> [Task statement] Would you reproduce the entries exactly, including every line?

> [Records for the exercise]

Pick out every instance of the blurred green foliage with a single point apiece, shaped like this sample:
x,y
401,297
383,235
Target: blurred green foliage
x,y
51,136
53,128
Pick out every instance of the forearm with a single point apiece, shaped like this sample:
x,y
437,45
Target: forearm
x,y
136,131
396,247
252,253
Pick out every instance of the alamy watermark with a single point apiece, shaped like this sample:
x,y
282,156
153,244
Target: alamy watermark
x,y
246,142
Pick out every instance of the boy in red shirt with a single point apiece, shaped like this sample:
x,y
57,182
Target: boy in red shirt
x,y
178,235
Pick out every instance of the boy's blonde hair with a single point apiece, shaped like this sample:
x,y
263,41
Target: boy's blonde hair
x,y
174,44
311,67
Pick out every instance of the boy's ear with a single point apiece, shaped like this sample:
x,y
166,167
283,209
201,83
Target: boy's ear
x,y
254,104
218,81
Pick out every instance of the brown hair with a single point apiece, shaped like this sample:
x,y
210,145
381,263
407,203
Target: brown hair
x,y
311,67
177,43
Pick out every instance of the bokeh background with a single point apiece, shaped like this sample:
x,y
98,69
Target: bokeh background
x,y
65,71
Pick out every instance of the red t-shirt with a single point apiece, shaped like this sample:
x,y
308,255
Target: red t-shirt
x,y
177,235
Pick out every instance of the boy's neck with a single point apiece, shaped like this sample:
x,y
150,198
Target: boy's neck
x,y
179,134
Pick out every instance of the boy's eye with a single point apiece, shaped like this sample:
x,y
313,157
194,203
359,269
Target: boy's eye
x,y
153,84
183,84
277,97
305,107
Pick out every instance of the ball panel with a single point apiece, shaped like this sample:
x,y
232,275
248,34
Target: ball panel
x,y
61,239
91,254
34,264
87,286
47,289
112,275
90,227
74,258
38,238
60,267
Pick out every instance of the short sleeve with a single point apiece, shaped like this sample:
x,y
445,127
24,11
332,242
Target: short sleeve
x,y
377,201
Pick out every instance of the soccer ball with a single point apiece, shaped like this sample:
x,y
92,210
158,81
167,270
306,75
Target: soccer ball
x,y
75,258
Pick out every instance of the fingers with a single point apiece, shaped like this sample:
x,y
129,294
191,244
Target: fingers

> [Result of this task]
Pick out every instance of the blurred green foliage with a single point apiece, shaped like this sample:
x,y
401,297
383,235
Target: blurred green foliage
x,y
51,136
53,128
Pick out every instance of the forearm with a single point apiece, shaped like this sample:
x,y
437,45
Target: forearm
x,y
136,131
396,247
252,253
Pick out every instance of the alamy watermark with a single point apiece, shaped like this sample:
x,y
282,156
153,244
Target: alamy watermark
x,y
246,142
Pick out every instance of the boy in red shirt with a single point apiece, shaped like this sample:
x,y
57,182
Target: boy in red shirt
x,y
178,235
Pick out every instance of the boy's blonde hair with a single point apiece, shaped like this sample:
x,y
263,41
Target: boy's blonde hair
x,y
174,44
311,67
Pick out every instance of the boy's ear with a single point apiece, shaped like this sample:
x,y
166,167
283,209
201,83
Target: boy's ear
x,y
254,104
218,81
Pick out every instance of the brown hair with a single point apiece, shaped like this sample:
x,y
210,145
381,263
407,203
Target: brown hair
x,y
311,67
177,43
Pick out every instance of the bokeh background with a single point apiece, shaped like this sample:
x,y
98,69
Target: bokeh background
x,y
65,71
Pick out every instance of the red t-shirt with a single point apiece, shaped like this sample:
x,y
308,255
Target: red t-shirt
x,y
177,235
Pick out every instance of the boy's neck with a single point apiece, shaped like this sample:
x,y
150,198
Target: boy's neck
x,y
179,134
Pick out every instance of the boy's eye with a single point apiece, shaped like this sample:
x,y
313,157
194,203
359,269
Target: boy's eye
x,y
153,84
183,84
277,97
305,107
Pick out every instance of the ball panel with a single point apiece, shaped like this sample:
x,y
232,275
248,34
Target: ball panel
x,y
61,239
91,254
34,264
87,286
47,289
112,275
90,227
74,258
38,238
60,267
Pick out every instance of the short sleeve with a single point apiece, shaped like this sample:
x,y
445,127
24,11
332,242
Target: short sleeve
x,y
377,201
Pick out every instance of the soccer ball with a single point apiece, shaped like this sample:
x,y
92,210
158,81
167,270
306,75
Target: soccer ball
x,y
75,258
Pick out every instance of the fingers with a single point apiece, shaped like this sample:
x,y
129,294
191,244
Target: fingers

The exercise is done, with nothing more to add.